--- Dataset records ---

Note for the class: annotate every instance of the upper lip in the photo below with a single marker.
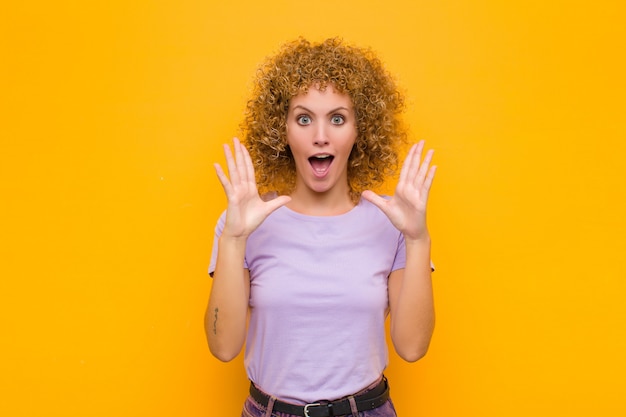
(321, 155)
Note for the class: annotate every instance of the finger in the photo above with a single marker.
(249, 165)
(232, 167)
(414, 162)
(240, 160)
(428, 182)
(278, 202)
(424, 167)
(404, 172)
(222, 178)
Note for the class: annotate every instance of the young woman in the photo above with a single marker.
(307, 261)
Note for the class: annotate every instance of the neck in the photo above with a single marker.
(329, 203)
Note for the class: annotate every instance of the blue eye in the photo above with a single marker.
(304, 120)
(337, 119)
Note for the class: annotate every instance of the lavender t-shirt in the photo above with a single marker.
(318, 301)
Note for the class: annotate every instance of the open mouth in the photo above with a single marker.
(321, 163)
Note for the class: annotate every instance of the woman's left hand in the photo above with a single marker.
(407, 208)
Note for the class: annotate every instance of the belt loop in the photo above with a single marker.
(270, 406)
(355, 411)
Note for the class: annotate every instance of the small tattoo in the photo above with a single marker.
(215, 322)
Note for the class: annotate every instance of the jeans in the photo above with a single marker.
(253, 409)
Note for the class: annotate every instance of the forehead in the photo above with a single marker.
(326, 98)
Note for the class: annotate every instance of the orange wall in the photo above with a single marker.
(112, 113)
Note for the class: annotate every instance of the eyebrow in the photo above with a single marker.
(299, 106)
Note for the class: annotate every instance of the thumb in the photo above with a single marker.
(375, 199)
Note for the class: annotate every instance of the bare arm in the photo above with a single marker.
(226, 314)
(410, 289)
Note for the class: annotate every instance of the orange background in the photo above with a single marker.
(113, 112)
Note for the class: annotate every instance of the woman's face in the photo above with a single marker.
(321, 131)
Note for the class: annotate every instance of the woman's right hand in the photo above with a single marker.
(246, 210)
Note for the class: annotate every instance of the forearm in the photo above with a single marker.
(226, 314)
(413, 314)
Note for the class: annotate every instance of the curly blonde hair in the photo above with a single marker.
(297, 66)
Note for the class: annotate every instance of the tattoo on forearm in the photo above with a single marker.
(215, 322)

---

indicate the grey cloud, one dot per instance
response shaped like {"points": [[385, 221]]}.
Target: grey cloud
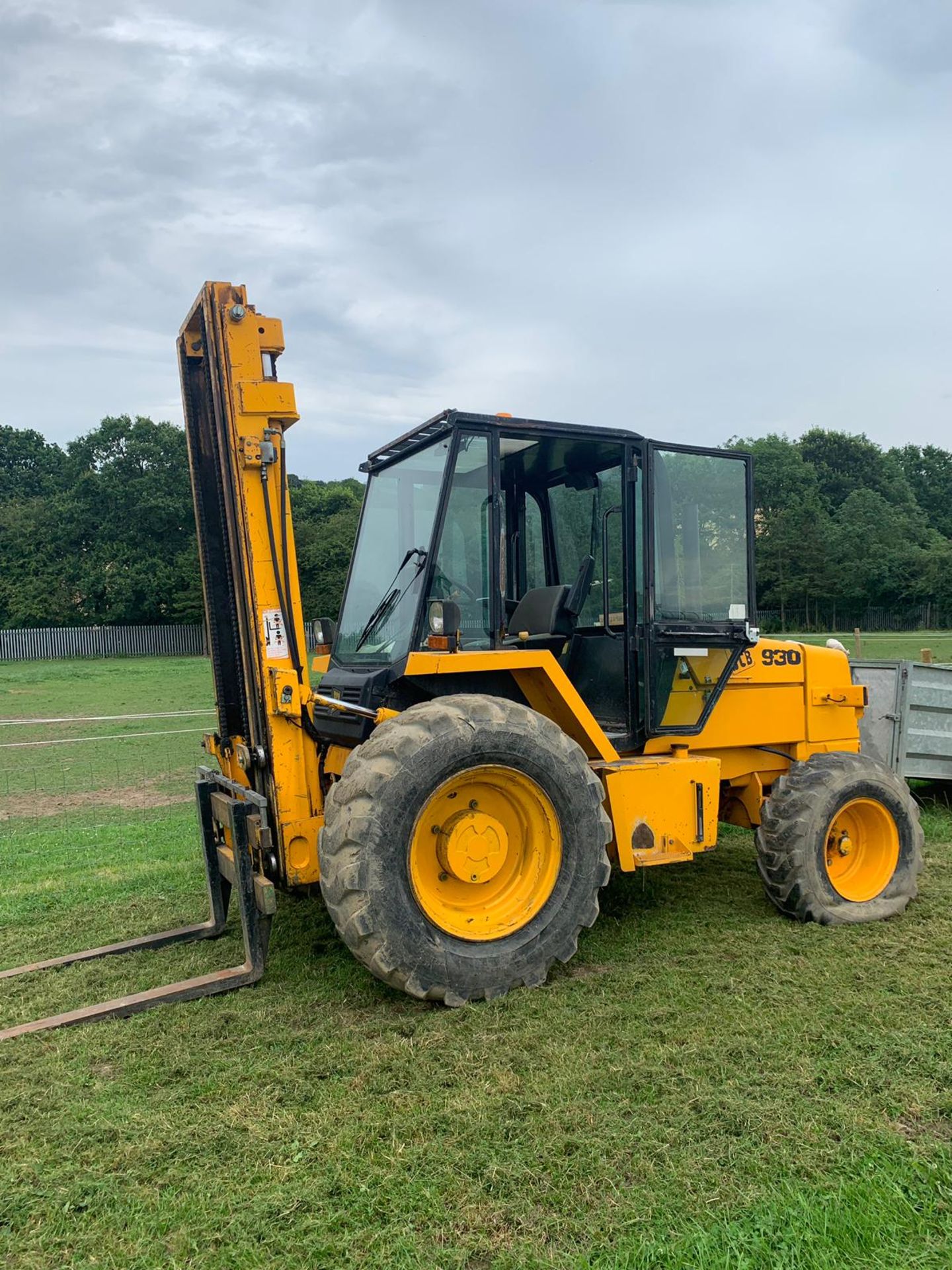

--- What you need to do ---
Using the data above, show each line where "grey" occurs.

--- Answer box ---
indicate the grey cloud, one dot per instance
Target: grey cloud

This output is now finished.